Data supplied:
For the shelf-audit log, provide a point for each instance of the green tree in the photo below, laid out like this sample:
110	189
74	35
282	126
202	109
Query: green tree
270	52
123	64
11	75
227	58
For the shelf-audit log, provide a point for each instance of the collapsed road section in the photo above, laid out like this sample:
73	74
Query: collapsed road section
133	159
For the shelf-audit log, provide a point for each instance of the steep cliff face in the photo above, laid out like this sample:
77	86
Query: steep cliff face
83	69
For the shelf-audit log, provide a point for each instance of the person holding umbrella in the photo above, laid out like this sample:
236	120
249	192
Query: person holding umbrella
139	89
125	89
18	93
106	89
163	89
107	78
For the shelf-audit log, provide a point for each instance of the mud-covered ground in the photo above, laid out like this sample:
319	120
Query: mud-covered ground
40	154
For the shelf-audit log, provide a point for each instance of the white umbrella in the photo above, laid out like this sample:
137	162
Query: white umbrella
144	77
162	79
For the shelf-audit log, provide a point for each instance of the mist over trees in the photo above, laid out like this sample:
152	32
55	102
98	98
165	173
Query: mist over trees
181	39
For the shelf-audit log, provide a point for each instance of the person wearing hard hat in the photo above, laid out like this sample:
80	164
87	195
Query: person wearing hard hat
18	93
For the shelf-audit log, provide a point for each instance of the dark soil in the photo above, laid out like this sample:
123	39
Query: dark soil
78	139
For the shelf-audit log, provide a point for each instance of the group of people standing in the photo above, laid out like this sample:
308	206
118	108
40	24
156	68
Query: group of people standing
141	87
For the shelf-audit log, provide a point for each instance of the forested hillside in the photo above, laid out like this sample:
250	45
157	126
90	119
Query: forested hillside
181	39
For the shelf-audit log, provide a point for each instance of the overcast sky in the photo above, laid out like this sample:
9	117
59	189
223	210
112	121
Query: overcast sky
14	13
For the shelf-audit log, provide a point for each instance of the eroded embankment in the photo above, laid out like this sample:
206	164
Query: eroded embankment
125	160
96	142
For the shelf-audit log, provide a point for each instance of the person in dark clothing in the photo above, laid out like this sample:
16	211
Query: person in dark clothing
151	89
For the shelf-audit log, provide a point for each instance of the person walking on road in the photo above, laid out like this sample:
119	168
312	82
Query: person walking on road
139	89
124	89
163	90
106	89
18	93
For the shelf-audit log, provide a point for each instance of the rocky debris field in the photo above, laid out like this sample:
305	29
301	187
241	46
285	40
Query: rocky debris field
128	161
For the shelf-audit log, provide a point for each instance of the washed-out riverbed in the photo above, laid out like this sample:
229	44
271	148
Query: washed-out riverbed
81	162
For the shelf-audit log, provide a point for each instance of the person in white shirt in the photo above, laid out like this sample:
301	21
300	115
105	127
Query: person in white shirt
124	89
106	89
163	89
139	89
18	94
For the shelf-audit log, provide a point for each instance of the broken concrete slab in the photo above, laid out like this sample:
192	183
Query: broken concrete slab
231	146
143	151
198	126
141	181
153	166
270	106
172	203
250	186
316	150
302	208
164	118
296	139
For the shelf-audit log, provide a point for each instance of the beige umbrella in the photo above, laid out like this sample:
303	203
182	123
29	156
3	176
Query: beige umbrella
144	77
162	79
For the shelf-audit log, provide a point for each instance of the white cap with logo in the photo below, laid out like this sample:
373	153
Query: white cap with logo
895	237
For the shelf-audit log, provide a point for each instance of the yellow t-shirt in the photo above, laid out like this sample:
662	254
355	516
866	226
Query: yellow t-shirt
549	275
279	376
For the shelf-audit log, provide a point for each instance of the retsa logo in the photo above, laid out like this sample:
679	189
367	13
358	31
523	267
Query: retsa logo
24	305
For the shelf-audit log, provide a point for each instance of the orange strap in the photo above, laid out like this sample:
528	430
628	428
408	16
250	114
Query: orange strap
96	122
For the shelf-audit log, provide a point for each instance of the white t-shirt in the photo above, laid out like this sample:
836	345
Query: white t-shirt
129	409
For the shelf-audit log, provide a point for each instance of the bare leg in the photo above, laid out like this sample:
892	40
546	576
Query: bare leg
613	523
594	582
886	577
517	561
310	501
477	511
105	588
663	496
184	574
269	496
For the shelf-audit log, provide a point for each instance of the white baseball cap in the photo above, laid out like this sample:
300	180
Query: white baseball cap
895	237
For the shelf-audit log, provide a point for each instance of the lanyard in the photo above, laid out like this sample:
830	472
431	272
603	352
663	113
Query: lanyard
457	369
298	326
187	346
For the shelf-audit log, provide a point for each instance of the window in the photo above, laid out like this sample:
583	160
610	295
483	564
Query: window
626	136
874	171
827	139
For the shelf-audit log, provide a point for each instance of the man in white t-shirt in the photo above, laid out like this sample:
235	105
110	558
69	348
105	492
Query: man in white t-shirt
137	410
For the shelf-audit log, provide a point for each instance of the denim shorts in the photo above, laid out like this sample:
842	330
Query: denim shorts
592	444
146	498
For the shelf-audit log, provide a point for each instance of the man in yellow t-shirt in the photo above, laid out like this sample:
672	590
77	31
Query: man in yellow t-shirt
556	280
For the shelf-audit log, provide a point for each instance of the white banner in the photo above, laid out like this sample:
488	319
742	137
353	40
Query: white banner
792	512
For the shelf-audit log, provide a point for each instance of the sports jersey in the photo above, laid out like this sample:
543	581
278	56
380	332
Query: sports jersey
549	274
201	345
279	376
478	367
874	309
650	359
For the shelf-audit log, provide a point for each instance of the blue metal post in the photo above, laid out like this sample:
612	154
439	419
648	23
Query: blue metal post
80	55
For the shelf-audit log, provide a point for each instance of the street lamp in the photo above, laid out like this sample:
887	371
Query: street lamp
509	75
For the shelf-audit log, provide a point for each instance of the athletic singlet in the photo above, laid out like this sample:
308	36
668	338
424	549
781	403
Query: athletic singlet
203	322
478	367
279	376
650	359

Stated problem: Retype the material in full. Each word must match.

Solution for this problem:
For the shelf-audit log, provide a point for each instance of the green tree in the photo below, laid out like this sample:
110	189
74	35
282	126
202	109
Query: green tree
270	52
123	64
11	75
227	58
For the shelf-audit log, provide a point for each instance of the collapsed road section in the photo above, laid out like this sample:
73	74
Query: collapsed road section
133	159
For the shelf-audit log, provide a point for each instance of the steep cliff face in the photo above, laid out like this sample:
77	86
Query: steep cliff face
83	69
For the shelf-audit log, provide a point for each instance of the person holding umbrella in the photo above, laid out like this sample:
236	120
249	192
Query: person holding umbrella
139	89
125	89
18	93
106	89
163	89
107	78
For the shelf-audit log, provide a point for each instance of the mud-covered ground in the photo above, laid out like this sample:
319	120
Query: mud-covered ground
40	154
For the shelf-audit log, provide a point for each instance of the white umbrella in the photo above, laid out like this sample:
137	162
Query: white umbrella
144	77
162	79
For the shelf-audit log, provide a point for each instance of the mist over trees in the photo above, laid out like this sample:
152	32
55	102
98	98
165	173
Query: mist over trees
181	39
For the shelf-audit log, provide a point for each instance of the person wearing hard hat in the photo above, laid out like this sample:
80	164
87	195
Query: person wearing hard hat
18	93
For the shelf-audit log, provide a point for each instance of the dark soil in the photo above, laid out like this sample:
123	39
Query: dark soil
78	139
For the shelf-audit log, provide a point for each instance of the group of people standing in the photo above, laid out like this sample:
308	206
118	108
40	24
156	68
Query: group of people standing
141	87
For the shelf-audit log, provide a point for each instance of the forested hillside in the photo above, laid out like this sample:
250	45
157	126
90	119
Query: forested hillside
181	39
For the shelf-audit log, provide a point for each instance of the overcast sky in the photo above, laid out like this sample:
9	117
59	189
223	210
112	121
Query: overcast sky
14	13
For the shelf-audit log, provide a point for each instance of the eroded embankment in the photo above, laid out like this sample:
206	164
Query: eroded embankment
125	160
96	142
For the shelf-audit log, provide a point for each instance of the person in dark clothing in the photo above, laid out like this sample:
16	211
Query: person in dark clothing
151	89
For the shelf-audit log, provide a point for each instance of the person walking on road in the photo above, laid out like this sample:
119	168
312	82
Query: person walking on road
139	89
124	89
163	90
106	89
18	93
For the shelf-audit log, provide a point for each instance of the rocky debris field in the photo above, laid out like this sample:
305	29
301	187
241	46
285	40
Query: rocky debris field
128	161
For the shelf-audit log, provide a point for each instance of the washed-out riverbed in the photo above, laid out like this sample:
229	44
271	148
Query: washed-out riverbed
81	162
For the shelf-audit log, provide a point for each instance of the person in white shirt in the photo above, laid out like this sample:
301	21
300	115
105	127
Query: person in white shirt
124	89
106	89
163	89
139	89
18	94
For the shelf-audit log, provide a point for each instance of the broken concrete slab in the photo above, laid out like this sample:
192	183
Query: broken concrete slab
231	146
143	151
198	126
141	181
153	166
270	106
172	203
250	186
316	150
302	208
164	118
296	139
For the shelf-audit log, provide a point for each instance of the beige umbrella in the photo above, laid out like this sample:
303	203
182	123
29	156
3	176
Query: beige umbrella
144	77
162	79
For the shelf-audit log, provide a point for each instance of the white cap with logo in the photo below, laid out like this sample:
373	153
Query: white cap with logo
895	237
For the shelf-audit log, provide a point for each instance of the yellow t-shirt in the photo above, laid out like this sample:
662	254
355	516
866	226
Query: yellow t-shirt
549	275
279	376
For the shelf-audit log, provide a point for each instance of the retsa logo in the photo above, laid out like this sample:
679	189
367	13
358	31
523	267
Query: retsa logo
24	305
For the shelf-audit log, provide a point for each instance of the orange strap in the photo above, laid out like this sample:
528	430
628	428
408	16
250	114
Query: orange strap
96	122
For the shelf-audit log, provide a point for each instance of the white t-shirt in the photo above, laid out like this sample:
836	345
Query: white t-shirt
129	409
For the shelf-audit log, provide a point for each instance of the bare leg in the photo above, laid out like this sample:
892	40
546	576
Query: bare leg
613	523
594	582
886	577
517	561
310	501
477	511
105	588
663	496
184	574
269	496
For the shelf-audit log, provide a point for each instance of the white baseball cap in the photo above, laid out like this sample:
300	180
Query: white baseball cap
895	237
For the shelf-audit log, provide a point for each instance of the lanyard in the photo above, laid out like this sample:
830	472
431	272
603	352
663	113
Query: lanyard
457	369
298	326
187	346
For the shelf-audit log, provide a point for each instance of the window in the photo above, laid out like this sample:
583	160
610	295
483	564
Query: window
626	136
874	171
827	139
For the shelf-audit log, provide a point for each instance of the man in white t-shirt in the photo above, laid out like this sample:
235	105
110	558
69	348
105	492
Query: man in white t-shirt
137	410
For the shelf-audit log, provide a point for each instance of the denim shorts in the photo above, laid out like this sample:
842	330
Query: denim shorts
592	444
146	498
For the shelf-audit log, provide a point for each instance of the man in yellow t-shirt in the photo above, laid out like this sample:
672	590
77	31
Query: man in yellow t-shirt
556	280
For the shelf-audit log, provide a point for each instance of the white banner in the photo above, laid out like this sample:
488	319
742	137
353	40
Query: white banner
792	512
For the shelf-audit log, provide a point for each instance of the sports jersey in the photo above, laid out like this sample:
543	581
278	56
380	332
Query: sports jersey
549	274
201	345
279	376
478	367
874	309
650	359
For the shelf-audit log, provide a point for each instance of the blue metal post in the photo above, laid out like this sample:
612	154
439	419
648	23
Query: blue metal post
80	55
For the shelf-audit log, provide a point for each instance of the street lamp in the photo above, laid out like this sample:
887	371
Query: street lamp
509	75
For the shelf-audit log, provide a point for each instance of the athletic singlet in the photo above, laid out like this sample:
308	36
668	338
424	549
781	403
Query: athletic singlet
203	322
478	367
279	376
650	359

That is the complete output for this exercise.